## [Items from a dataset]

· · ·

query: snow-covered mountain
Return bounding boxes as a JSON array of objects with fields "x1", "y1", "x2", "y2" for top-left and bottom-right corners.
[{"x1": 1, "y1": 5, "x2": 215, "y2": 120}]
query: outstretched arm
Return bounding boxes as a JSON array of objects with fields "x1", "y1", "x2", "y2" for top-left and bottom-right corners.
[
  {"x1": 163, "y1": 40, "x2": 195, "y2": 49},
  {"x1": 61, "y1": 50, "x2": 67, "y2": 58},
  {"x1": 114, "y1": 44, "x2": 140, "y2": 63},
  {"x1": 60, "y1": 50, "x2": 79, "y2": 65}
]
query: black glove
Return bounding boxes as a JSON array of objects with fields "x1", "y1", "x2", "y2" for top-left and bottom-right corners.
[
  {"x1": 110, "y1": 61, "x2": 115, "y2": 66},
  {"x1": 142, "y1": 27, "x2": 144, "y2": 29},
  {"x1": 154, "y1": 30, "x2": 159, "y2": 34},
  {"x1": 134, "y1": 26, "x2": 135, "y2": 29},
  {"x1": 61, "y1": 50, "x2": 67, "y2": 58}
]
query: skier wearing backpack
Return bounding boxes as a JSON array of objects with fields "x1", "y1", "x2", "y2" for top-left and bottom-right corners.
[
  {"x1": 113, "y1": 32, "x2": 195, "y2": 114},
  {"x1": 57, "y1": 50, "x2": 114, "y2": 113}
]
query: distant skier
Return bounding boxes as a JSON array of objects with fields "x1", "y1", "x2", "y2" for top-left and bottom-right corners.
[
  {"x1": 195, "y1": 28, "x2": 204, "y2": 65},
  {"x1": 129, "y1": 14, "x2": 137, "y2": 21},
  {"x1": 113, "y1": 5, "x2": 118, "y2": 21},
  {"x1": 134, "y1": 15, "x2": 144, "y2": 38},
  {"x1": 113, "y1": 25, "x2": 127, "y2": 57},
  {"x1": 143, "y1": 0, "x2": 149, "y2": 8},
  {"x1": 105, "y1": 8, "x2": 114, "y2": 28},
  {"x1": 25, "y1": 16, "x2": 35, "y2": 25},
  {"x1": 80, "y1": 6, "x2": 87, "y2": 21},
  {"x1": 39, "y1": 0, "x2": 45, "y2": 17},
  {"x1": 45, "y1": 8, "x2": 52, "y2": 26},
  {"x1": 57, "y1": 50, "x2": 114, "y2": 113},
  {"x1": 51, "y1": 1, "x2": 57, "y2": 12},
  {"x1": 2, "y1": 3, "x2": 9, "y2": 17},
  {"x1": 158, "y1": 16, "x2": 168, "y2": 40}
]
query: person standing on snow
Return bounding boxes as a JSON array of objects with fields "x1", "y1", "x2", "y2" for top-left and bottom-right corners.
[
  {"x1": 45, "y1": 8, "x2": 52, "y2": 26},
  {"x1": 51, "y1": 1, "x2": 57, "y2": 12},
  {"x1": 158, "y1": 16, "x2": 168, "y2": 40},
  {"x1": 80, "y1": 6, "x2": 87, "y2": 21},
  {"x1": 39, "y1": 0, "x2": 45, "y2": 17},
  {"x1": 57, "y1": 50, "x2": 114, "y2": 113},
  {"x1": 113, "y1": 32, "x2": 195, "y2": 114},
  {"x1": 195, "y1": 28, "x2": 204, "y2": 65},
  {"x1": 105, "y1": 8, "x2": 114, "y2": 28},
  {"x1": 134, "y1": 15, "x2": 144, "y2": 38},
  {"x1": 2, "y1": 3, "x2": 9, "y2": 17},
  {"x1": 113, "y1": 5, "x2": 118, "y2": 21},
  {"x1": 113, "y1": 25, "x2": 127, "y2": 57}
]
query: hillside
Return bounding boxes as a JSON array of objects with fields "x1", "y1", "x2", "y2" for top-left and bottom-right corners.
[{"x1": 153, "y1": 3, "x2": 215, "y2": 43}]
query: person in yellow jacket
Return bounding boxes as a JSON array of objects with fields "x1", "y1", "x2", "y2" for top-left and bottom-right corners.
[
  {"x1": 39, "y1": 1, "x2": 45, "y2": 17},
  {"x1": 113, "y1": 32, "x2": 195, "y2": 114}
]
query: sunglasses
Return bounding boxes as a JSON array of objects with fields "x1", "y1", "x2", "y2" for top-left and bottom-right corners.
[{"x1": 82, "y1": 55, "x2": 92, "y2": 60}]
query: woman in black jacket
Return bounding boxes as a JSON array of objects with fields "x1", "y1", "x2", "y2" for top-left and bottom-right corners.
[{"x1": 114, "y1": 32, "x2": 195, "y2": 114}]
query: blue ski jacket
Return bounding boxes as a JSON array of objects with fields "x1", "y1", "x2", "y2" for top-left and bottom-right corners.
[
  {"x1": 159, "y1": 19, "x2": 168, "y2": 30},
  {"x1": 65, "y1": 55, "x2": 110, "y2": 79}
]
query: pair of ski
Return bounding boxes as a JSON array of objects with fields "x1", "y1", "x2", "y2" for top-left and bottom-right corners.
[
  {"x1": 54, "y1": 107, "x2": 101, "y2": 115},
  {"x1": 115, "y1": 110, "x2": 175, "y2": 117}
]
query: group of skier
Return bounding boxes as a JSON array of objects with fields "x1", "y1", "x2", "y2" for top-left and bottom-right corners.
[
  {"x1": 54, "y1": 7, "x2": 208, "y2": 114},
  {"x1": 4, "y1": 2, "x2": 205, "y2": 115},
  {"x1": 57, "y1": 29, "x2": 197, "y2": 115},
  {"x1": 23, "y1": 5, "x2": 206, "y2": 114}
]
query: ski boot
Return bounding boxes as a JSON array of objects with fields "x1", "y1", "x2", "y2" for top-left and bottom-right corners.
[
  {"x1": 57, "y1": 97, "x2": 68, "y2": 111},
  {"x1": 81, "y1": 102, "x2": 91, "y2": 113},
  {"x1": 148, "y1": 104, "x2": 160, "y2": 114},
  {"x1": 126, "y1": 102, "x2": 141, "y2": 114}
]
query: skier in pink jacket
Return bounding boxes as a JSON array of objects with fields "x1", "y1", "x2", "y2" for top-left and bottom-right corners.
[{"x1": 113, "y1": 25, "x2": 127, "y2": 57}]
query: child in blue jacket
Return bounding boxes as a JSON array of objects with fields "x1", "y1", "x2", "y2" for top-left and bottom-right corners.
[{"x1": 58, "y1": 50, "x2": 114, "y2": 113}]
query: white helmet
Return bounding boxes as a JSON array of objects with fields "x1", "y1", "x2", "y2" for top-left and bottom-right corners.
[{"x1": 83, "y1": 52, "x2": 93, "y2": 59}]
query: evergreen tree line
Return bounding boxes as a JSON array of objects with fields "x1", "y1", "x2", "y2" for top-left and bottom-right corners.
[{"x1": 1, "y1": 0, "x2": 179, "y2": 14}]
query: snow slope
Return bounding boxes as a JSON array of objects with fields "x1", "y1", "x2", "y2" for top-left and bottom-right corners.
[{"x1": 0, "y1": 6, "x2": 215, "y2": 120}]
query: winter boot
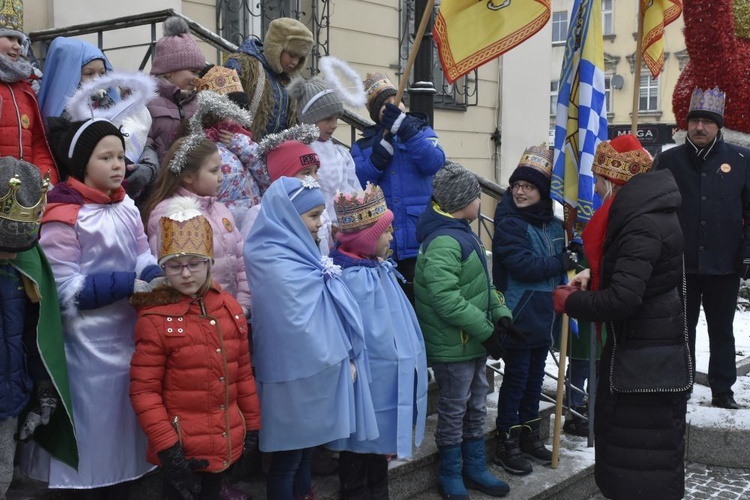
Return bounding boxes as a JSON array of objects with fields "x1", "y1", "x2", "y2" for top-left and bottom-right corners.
[
  {"x1": 563, "y1": 406, "x2": 589, "y2": 437},
  {"x1": 219, "y1": 478, "x2": 250, "y2": 500},
  {"x1": 437, "y1": 444, "x2": 469, "y2": 499},
  {"x1": 519, "y1": 418, "x2": 553, "y2": 465},
  {"x1": 461, "y1": 438, "x2": 510, "y2": 497},
  {"x1": 492, "y1": 425, "x2": 532, "y2": 475}
]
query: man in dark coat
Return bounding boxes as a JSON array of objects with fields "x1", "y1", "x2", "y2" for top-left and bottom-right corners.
[{"x1": 652, "y1": 86, "x2": 750, "y2": 409}]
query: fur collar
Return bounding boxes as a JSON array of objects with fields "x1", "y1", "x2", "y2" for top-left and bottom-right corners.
[{"x1": 129, "y1": 285, "x2": 190, "y2": 309}]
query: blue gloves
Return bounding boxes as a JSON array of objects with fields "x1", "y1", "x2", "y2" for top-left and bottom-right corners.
[
  {"x1": 370, "y1": 134, "x2": 395, "y2": 171},
  {"x1": 380, "y1": 103, "x2": 419, "y2": 141}
]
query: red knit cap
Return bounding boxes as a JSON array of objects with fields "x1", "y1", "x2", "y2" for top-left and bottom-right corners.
[
  {"x1": 336, "y1": 209, "x2": 394, "y2": 258},
  {"x1": 267, "y1": 140, "x2": 320, "y2": 181}
]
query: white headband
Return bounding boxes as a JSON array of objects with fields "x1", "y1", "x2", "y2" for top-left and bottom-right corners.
[
  {"x1": 67, "y1": 118, "x2": 110, "y2": 159},
  {"x1": 301, "y1": 89, "x2": 335, "y2": 116}
]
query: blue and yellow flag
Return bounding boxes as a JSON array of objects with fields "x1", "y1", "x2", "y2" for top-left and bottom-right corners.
[
  {"x1": 433, "y1": 0, "x2": 550, "y2": 84},
  {"x1": 551, "y1": 0, "x2": 608, "y2": 236},
  {"x1": 642, "y1": 0, "x2": 683, "y2": 78}
]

· · ·

## [Work required]
For the string "yellow", go through the entries above and copy each line where it occurs.

## [Answer]
query: person in yellow jacket
query: blue and yellow flag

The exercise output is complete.